→ **Exercise**
From the material below, pull out every line that contains the string "leaves". Case counts.
* * * *
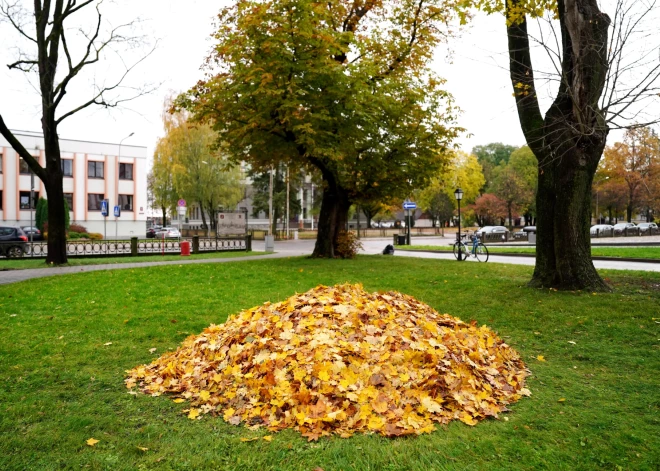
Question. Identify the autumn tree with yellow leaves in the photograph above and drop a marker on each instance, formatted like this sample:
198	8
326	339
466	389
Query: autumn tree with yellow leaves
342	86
* * * *
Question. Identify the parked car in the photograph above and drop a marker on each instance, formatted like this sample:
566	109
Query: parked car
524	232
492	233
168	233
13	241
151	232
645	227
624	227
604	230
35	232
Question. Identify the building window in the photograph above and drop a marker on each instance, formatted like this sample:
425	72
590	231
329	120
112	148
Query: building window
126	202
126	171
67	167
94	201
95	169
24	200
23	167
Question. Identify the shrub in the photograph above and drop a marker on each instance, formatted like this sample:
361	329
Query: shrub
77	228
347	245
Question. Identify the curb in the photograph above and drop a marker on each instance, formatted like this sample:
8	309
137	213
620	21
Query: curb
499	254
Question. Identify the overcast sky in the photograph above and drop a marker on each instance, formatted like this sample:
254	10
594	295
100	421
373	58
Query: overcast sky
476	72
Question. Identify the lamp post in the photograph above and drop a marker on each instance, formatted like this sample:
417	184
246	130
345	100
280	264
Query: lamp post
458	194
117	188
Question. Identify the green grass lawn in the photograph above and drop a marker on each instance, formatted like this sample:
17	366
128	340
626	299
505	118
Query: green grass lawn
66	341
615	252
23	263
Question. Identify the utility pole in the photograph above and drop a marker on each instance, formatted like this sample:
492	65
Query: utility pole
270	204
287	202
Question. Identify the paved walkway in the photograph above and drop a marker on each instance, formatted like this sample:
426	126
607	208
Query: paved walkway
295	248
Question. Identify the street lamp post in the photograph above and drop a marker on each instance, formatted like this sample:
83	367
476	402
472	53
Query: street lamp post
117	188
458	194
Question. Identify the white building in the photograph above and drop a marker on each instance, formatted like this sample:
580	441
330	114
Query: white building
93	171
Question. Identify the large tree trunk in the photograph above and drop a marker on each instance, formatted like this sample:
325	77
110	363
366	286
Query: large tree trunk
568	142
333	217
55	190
* * * *
→ **Response below**
Question. Identify the autumn tree with yellow leaves in the photograph above and drop a marker on each instance, formatted like this sample:
Query: autumn tree with yellow leaves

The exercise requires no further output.